AIM OF THE EXERCISE
Resume the piece below on emotional healing after cancer treatment, continuing after its final sentence.

TEXT SEGMENT
++++

Kate Beland does not believe that cancer defines her. She is an athlete, a marathoner, a mother, a wife and a writer. When she is not conducting her three-ring circus act, she is busy kicking late stage melanoma's butt and keeping herself sane through her writing and running: https://www.facebook.com/runningandcancer/ or www.runliftbreathe.blogspot.com
I will relish that calm after the storm when I leave that hospital knowing it didn't break me.
To my fellow Storm Troopers,
You will find the calm after the storm. I promise you that. Just remember this, make sure to let it in. And make sure that this is your prime focus. When you are done with your treatment, that doesn't mean you don't have healing left to do. I'm not talking about the physical stuff, either. You will always have physical remnants of having had cancer and fighting it hard.
But I am talking about that pain and those scars that come emotionally. If you are anything like me, those are the wounds that hurt the most. I can physically limp my way through just about anything. But what goes on in my head...that's a whole other story.

++++

EXTRACTED INFORMATION

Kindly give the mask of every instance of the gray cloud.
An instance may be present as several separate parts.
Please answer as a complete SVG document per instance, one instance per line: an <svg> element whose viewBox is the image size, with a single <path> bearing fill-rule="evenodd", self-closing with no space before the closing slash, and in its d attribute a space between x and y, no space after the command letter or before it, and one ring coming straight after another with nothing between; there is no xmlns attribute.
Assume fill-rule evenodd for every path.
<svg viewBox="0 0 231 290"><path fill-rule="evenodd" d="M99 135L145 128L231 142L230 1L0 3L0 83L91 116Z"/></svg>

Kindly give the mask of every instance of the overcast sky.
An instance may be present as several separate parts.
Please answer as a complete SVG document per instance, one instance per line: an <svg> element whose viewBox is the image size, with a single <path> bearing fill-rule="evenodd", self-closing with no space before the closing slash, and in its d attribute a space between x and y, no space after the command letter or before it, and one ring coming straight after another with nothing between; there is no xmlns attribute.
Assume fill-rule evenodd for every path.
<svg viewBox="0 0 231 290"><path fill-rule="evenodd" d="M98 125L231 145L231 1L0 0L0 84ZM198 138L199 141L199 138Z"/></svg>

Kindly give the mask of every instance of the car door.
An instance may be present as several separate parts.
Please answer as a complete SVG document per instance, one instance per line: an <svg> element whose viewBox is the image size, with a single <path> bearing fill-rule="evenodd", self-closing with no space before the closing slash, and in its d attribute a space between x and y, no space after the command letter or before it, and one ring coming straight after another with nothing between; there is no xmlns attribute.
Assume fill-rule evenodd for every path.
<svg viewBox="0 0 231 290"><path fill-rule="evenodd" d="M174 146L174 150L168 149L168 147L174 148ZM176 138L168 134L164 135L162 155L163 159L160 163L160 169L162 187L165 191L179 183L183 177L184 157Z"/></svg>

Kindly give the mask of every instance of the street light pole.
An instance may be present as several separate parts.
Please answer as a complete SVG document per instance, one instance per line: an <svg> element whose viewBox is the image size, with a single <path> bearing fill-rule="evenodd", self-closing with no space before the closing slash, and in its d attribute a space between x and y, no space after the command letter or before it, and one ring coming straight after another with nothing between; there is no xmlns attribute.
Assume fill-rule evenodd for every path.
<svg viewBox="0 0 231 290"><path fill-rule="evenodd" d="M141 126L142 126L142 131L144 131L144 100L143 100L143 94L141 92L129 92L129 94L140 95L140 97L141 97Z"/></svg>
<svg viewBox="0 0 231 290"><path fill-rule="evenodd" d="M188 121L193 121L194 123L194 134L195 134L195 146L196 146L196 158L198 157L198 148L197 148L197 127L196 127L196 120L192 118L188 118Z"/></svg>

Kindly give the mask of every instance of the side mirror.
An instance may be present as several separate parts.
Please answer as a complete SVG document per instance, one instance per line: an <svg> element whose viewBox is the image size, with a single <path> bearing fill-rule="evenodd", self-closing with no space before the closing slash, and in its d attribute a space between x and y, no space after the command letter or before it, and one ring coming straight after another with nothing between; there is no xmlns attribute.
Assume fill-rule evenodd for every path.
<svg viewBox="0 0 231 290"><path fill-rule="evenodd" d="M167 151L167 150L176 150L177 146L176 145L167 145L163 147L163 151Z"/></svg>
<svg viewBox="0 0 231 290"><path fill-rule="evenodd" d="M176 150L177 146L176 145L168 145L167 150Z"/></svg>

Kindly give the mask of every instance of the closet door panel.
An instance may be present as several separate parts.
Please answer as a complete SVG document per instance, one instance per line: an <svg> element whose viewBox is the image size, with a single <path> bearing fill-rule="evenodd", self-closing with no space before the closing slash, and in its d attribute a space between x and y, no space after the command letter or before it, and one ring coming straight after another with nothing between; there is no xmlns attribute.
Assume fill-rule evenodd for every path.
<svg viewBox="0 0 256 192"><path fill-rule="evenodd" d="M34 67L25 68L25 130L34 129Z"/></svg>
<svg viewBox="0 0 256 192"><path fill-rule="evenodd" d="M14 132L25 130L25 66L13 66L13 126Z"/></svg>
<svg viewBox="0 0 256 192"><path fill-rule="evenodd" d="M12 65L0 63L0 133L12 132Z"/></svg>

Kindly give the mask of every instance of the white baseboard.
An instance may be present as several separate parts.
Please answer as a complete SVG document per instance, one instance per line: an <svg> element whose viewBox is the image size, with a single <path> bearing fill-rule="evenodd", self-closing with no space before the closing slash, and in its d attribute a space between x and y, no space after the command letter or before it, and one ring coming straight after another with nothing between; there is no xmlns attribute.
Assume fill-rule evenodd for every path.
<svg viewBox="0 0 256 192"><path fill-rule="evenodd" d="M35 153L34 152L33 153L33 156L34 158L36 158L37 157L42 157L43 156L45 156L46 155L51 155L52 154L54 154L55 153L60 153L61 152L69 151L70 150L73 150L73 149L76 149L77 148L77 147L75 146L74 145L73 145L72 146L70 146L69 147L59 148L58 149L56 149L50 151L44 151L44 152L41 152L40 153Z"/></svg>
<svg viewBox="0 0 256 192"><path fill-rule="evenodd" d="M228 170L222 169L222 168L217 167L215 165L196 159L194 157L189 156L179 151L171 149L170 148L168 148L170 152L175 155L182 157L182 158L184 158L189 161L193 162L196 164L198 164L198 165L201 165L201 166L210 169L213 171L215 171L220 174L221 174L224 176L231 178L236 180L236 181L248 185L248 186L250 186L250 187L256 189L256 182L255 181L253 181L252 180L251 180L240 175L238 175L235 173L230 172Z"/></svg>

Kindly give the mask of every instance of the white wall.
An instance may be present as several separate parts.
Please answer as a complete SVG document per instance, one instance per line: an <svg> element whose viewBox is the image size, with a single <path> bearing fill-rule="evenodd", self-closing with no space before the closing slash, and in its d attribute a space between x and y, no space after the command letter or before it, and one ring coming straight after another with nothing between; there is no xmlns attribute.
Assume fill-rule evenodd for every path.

++++

ANSWER SECTION
These are my wishes for you as I continue to work on them for myself:
1. You don't have to be an inspiration all the time. I know it helps; I'm the master of faking it until I make it. But it's OK to just NEED to be present with the true feelings you are going through — like anger, like fear (the worst kind when it comes to cancer) – and it's OK to just not be OK on some dayd. Your family, your friends, your tribe can be your inspiration on those days when you have no more to give. They have your back.
2. You need time to heal. If you can, and this can be extremely difficult depending on your finances, but if you can, take a leave of absence from work. I did not do this. Instead, I dragged my sorry ass to work one week after having an experimental inguinal lymphodectomy surgery. I could barely walk without a limp. I had drains hidden under my dress. And worse of all, I ended up with an infection. But, I continued to go to work in the hospitality industry with my painted, shiny face full of mascara, lip gloss and artificial hope. And I continued my job helping others find happiness and health while I died a little bit each day, continuing to just fake being OK.
Do you see my point here? I was like a robot, and all it did for me is just prolong all the emotional healing I would need later when my daughter was diagnosed with a chronic disease that led me to almost losing her. Even after that — after that ambulance ride, I still didn't learn. I should have taken the time away to heal. Don't be the person who stayed for a job that eventually would toss you away in the same manner that you tossed your health aside. You do you. It's that important.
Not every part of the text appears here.